__The exercise__
Start at the line containing "Question. For every instance of the puppy's eye" and transcribe every line exactly through the end of the records below, and only those lines.

• • • •

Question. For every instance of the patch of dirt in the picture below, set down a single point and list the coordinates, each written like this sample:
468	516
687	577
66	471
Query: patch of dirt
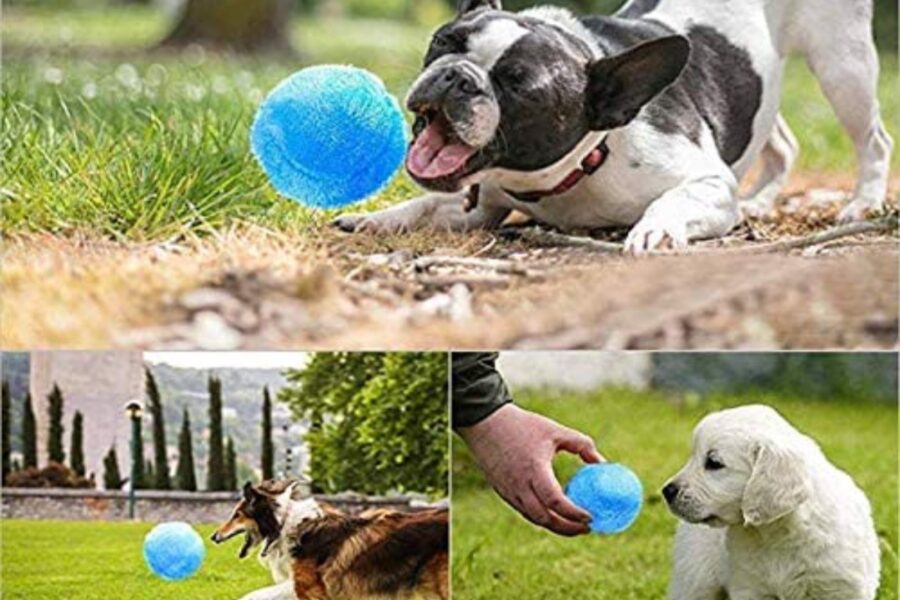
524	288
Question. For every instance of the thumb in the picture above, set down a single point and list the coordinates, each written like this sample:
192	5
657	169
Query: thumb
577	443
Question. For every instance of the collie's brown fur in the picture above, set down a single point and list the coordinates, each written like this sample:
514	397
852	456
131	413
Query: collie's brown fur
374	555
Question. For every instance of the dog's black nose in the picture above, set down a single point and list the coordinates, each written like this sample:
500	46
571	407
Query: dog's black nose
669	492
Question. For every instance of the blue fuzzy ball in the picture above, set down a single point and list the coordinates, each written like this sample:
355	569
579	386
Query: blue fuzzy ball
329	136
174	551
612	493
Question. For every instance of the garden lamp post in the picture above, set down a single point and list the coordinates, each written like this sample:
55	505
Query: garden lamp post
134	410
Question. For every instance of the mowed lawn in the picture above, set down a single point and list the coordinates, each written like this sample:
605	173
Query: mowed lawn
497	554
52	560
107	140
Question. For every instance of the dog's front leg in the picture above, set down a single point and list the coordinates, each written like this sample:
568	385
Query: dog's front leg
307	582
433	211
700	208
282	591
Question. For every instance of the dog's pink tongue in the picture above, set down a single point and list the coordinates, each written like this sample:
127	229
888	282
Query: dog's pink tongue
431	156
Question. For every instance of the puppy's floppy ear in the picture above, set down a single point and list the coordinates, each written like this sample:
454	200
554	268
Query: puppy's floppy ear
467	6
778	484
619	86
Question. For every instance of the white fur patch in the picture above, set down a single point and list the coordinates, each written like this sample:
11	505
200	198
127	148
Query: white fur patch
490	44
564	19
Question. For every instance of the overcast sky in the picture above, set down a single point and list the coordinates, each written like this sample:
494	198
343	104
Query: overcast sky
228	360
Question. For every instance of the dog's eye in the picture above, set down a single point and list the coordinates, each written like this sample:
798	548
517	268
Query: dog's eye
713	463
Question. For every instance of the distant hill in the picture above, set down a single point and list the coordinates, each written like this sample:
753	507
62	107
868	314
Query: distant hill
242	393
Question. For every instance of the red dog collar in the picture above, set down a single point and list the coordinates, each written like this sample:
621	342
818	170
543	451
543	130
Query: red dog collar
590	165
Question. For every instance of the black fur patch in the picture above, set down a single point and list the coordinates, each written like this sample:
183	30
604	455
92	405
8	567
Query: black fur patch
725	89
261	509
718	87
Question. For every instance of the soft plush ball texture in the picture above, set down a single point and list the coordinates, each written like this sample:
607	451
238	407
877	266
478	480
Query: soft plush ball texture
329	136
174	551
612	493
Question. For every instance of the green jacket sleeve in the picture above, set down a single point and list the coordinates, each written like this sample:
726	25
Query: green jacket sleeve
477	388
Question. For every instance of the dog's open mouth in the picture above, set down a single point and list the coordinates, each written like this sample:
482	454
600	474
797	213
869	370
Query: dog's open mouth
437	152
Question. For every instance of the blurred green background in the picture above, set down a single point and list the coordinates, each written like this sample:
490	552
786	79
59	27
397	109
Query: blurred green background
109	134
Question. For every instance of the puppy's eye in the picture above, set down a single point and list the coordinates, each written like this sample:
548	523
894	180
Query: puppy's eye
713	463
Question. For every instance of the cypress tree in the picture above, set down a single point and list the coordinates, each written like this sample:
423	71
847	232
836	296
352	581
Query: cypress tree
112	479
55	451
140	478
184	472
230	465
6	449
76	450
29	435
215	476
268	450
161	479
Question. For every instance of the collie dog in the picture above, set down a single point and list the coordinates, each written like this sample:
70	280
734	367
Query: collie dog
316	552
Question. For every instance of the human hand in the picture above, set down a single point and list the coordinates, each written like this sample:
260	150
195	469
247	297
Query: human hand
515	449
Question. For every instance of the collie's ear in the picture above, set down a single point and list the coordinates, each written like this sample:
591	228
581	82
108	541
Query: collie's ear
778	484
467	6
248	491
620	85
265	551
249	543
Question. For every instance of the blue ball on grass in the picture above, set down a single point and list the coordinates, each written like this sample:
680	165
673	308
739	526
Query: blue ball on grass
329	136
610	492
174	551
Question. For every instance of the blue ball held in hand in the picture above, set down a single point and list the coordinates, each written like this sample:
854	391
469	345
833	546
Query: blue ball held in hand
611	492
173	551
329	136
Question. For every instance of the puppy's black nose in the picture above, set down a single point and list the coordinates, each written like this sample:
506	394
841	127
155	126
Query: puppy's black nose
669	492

• • • •

__Output of the task__
Question. For every instance of the puppy's eye in the picture above, set down a single point and list the coordinates, each written like this sample:
548	523
894	180
Query: puppy's eye
713	463
Question. For every instance of the cypress tree in the picture above, set down a single point and list the coordinates, each written like this sample:
423	71
847	232
836	296
352	581
Query: cypress tree
112	479
55	451
140	478
184	472
230	465
6	449
76	450
29	435
215	476
268	450
161	479
Question. For every instance of the collie dog in the picture above, set down a single point and list the coordinates, each written like this sample:
70	280
734	367
Query: collie dog
316	552
Question. For every instance of the human hand in the picture above, set down a single point and list the coordinates, each written like this sample:
260	150
195	469
247	297
Query: human hand
515	449
Question. For every instance of the collie's ear in the picture above, set down a single point and list the coordinates, each written like this sample:
591	228
581	82
108	541
Query: collie's ear
778	484
467	6
248	491
620	85
265	551
249	543
Question. For every instance of the blue ball on grass in the picture above, set down a single point and list the coordinates, each written like this sample:
680	165
673	308
739	526
Query: blue ball on grass
329	136
610	492
174	551
Question. For every instance of the blue ball held in hand in the picture above, set down a single point and list the coordinates, each written like this sample:
854	391
469	345
833	546
Query: blue ball held in hand
611	492
173	551
329	136
Question. For every instance of the puppy's black nose in the picture above, set down a single point and list the coordinates, each written like this sample:
506	394
841	127
155	126
Query: puppy's black nose
669	492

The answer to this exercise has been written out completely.